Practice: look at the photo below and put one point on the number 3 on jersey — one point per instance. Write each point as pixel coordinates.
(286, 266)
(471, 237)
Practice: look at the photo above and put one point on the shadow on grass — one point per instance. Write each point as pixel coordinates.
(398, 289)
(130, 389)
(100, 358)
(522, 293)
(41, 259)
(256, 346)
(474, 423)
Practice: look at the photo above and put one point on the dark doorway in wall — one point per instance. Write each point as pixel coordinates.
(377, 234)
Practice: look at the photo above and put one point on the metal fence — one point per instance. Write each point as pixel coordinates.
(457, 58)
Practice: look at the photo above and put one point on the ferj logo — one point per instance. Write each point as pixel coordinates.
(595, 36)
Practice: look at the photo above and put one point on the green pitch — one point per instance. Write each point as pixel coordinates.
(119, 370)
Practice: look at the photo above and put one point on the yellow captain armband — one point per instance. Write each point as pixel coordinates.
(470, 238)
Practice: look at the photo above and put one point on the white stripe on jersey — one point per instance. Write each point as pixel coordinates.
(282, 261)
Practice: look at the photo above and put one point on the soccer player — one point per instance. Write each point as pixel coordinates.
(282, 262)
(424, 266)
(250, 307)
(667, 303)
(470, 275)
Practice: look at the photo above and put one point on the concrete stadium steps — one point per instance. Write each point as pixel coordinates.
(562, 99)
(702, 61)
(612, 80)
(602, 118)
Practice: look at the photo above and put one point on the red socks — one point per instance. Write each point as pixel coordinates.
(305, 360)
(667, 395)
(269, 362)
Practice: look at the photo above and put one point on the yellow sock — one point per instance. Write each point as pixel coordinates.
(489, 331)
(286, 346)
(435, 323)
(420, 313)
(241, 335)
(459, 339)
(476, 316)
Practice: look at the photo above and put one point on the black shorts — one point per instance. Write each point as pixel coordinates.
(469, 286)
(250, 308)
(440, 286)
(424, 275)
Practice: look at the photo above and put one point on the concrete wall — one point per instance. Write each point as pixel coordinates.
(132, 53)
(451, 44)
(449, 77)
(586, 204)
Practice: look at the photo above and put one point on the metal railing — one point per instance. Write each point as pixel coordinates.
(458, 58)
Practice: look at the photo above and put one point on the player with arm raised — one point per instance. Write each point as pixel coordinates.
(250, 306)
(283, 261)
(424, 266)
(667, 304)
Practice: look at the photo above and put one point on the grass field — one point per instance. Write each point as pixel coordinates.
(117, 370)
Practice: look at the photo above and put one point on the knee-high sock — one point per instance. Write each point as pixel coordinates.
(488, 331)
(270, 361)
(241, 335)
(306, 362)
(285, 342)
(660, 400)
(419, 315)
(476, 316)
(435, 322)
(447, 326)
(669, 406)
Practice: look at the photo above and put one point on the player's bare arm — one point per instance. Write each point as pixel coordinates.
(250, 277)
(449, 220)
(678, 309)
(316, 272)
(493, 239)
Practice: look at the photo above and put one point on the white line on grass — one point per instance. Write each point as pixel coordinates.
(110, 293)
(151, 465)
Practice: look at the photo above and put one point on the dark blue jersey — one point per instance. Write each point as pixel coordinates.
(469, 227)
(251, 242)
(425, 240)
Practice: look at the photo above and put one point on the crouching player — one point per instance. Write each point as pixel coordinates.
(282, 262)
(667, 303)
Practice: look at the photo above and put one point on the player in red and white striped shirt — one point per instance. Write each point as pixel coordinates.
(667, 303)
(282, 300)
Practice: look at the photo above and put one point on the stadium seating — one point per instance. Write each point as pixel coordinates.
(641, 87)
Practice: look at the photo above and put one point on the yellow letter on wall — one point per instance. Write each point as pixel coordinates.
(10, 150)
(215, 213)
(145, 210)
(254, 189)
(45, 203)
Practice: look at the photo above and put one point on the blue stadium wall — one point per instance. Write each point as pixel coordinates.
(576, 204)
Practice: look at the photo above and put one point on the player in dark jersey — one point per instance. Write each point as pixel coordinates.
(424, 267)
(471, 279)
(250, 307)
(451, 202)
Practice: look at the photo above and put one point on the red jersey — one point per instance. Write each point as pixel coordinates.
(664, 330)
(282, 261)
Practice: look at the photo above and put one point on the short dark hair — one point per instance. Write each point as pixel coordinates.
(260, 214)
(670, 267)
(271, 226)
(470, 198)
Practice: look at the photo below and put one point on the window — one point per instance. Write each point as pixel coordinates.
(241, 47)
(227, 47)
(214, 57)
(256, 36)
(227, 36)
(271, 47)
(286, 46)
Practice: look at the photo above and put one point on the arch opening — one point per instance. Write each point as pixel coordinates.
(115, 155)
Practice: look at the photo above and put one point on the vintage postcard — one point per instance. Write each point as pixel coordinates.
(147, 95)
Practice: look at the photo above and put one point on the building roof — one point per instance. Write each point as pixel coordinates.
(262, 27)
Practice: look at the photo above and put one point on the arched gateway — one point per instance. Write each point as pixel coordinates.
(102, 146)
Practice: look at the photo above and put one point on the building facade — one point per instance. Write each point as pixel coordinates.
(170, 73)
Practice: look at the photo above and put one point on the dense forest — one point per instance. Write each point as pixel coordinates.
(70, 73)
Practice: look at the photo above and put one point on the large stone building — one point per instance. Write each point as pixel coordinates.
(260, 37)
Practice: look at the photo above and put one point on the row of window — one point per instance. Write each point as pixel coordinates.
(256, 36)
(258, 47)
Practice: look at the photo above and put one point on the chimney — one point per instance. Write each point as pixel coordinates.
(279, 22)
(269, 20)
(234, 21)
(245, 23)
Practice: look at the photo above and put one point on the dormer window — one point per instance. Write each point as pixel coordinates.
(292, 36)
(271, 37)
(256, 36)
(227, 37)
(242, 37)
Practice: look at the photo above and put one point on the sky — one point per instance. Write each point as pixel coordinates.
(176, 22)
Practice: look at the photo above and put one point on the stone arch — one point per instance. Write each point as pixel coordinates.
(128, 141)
-----
» Work to complete
Extract the complete set of records unchanged.

» Output
Practice: look at the photo below and put one point on the number 3 on jersey — one point per instance. Write each point as pixel coordinates.
(286, 266)
(471, 237)
Practice: look at the photo above and put one point on the shadow on grass — one point per instance. Write each point as pixel coordinates.
(398, 289)
(130, 389)
(100, 358)
(522, 293)
(41, 259)
(256, 346)
(474, 423)
Practice: look at the photo above and put one point on the dark doorway in wall — one point per instance. Write each point as pixel coordinates.
(377, 234)
Practice: look at the photo above and put one point on the metal fence — one point per instance. Write each point as pixel coordinates.
(457, 58)
Practice: look at the photo above and put one point on the ferj logo — one point per instance. Write each point as pixel coordinates.
(595, 36)
Practice: look at the photo above and put one point on the green pitch — one point per instance. Write each point as pixel coordinates.
(119, 370)
Practice: look at the photo above and put one point on the yellow captain armband — one point per instance. Write each point as pixel coordinates.
(470, 238)
Practice: look at the photo above and put one point on the white stripe on jersey — one point per instance. Write each point as pixel coordinates.
(282, 261)
Practice: look at the photo above and put one point on the soccer player — one point per instance. Write each point as pixel coordinates.
(282, 262)
(424, 266)
(250, 307)
(667, 303)
(470, 275)
Practice: look at the photo above and put one point on the concrete stadium steps — one point per instance. Write each point as pixel coordinates.
(562, 99)
(702, 61)
(612, 80)
(602, 118)
Practice: look at the photo above and put one point on the red socks — one point per instance. Write each point as pixel coordinates.
(305, 360)
(667, 395)
(269, 362)
Practice: look at the photo above and put one point on the yellow sock — one point per instance. Write each point as pixel coordinates.
(489, 331)
(286, 346)
(435, 323)
(420, 313)
(241, 335)
(459, 339)
(476, 316)
Practice: look at the photo above and put one point on the black shorts — one point per instance. Write each point as pixel coordinates.
(469, 286)
(250, 308)
(440, 286)
(424, 275)
Practice: look at the photo above and put one point on the concrete wall — one point per instance. Write each point as pixel coordinates.
(132, 53)
(451, 44)
(449, 77)
(586, 204)
Practice: look at the photo above and put one point on the metal railing — one point per instance. Write each point as pixel coordinates.
(458, 58)
Practice: look at the photo above and put one point on the player with arm raised — one point per instance. Write each point as pixel coordinates.
(250, 306)
(283, 261)
(424, 266)
(667, 304)
Practice: look at the photo above and put one point on the grass field — one point per instance. Write each point as pixel coordinates.
(117, 370)
Practice: look at the photo above and put one point on the knee-high sock — one point per instance. Write each point as pixel coordinates.
(488, 331)
(270, 361)
(241, 335)
(306, 362)
(285, 342)
(660, 400)
(419, 315)
(476, 316)
(435, 322)
(447, 326)
(669, 406)
Practice: look at the photo above and put one point on the player's bare arm — one point per instance. Write each point as pixel coordinates.
(250, 277)
(449, 220)
(678, 309)
(316, 272)
(493, 239)
Practice: look at the photo above and put one point on the white line on grass — one point per instance. Write each point as pixel coordinates.
(110, 293)
(151, 465)
Practice: look at the photo above and put one point on the dark blue jersey — one point per instance. Write each point as pixel coordinates.
(469, 227)
(251, 242)
(425, 240)
Practice: look at the photo above and put one point on the crouching player — one point per instance. Write each point as pixel coordinates.
(282, 262)
(667, 303)
Practice: look at the photo above and put one point on the player in red and white striped shirt — one point per instance. Write each point as pixel coordinates.
(667, 303)
(282, 300)
Practice: look at the photo above and put one point on the stadium seating — one point per instance. Write each point as pixel coordinates.
(641, 87)
Practice: look at the photo above and put one point on the yellow letter on wall — one point per instance. Write each point as pixel coordinates.
(10, 150)
(215, 213)
(145, 210)
(254, 189)
(45, 203)
Practice: look at the photo above and put one point on the blue stadium wall — one point per instance. Write each point as pixel coordinates.
(576, 204)
Practice: look at the photo above and put one point on the player in dark jersey — one point per instance. Write each point as pixel coordinates.
(424, 267)
(471, 279)
(250, 307)
(451, 202)
Practice: look at the photo above and put one point on the red jersey — one point per instance. Write each point as pixel coordinates.
(664, 330)
(282, 261)
Practice: look at the photo above and put one point on the short dark hair — one point per instance. Write each point as pixel coordinates.
(260, 214)
(670, 267)
(271, 226)
(470, 198)
Practice: look at the photo below and put one point on the window — one point per instance. Write each point as pixel coordinates.
(241, 47)
(227, 47)
(214, 57)
(256, 36)
(227, 36)
(271, 47)
(286, 46)
Practice: look at the photo above and put one point on the arch opening — one point per instance. Write each point as pixel coordinates.
(115, 155)
Practice: look at the photo above and put one point on the vintage postcard — one point per instance. Write each point as pixel coordinates.
(147, 95)
Practice: look at the photo above and put one point on the building roof — one point per instance. Write each point as pixel coordinates.
(262, 27)
Practice: look at the photo above and put one point on the arched gateway — one point per instance. Write each point as pixel coordinates.
(102, 146)
Practice: look at the photo above and put one point on the building facade — one point per instance. Write each point as pixel coordinates.
(170, 73)
Practice: look at the photo above and put one point on the dense forest — one point per instance. Write each point as pixel coordinates.
(70, 73)
Practice: look at the photo above and put one point on the large stone building — one point per instance. Write each point as pixel coordinates.
(260, 37)
Practice: look at the photo above and put one point on the row of window — one point per instance. Write each point as pixel coordinates.
(256, 36)
(258, 47)
Practice: look at the photo above and put one point on the chimney — one point per instance. Write each point as pixel coordinates.
(279, 22)
(269, 20)
(234, 21)
(245, 23)
Practice: look at the photo above and put one point on the dormer window — one point per instance. Write each point as pixel coordinates.
(292, 36)
(271, 37)
(256, 36)
(227, 37)
(242, 37)
Practice: look at the photo above and put one point on the sky — one point per instance. Write each point as pixel coordinates.
(176, 22)
Practice: look at the photo above and put one point on the stone arch — one point per instance. Write each point as pixel coordinates.
(128, 141)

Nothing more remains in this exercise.